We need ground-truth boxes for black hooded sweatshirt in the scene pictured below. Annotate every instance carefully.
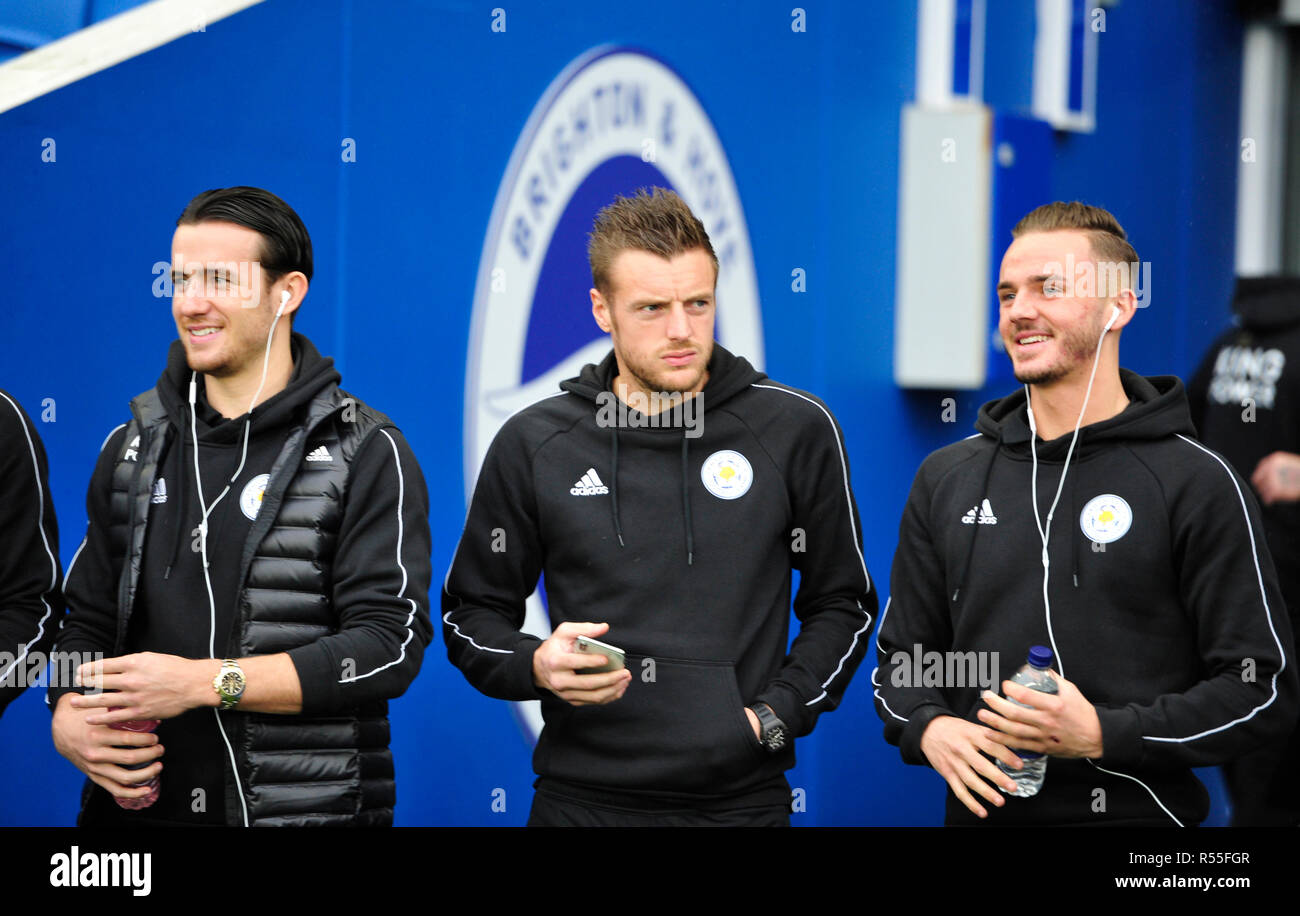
[875,369,1298,825]
[443,345,875,805]
[0,390,61,717]
[55,334,432,825]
=======
__What this task involves__. Write out every entry above exactly, minus the pictures.

__Response below__.
We need ground-truth boxes for black hooded sweatshirt in the scene pictured below. Annotate every instance carefully.
[875,369,1298,825]
[443,345,875,805]
[0,390,61,717]
[55,334,432,825]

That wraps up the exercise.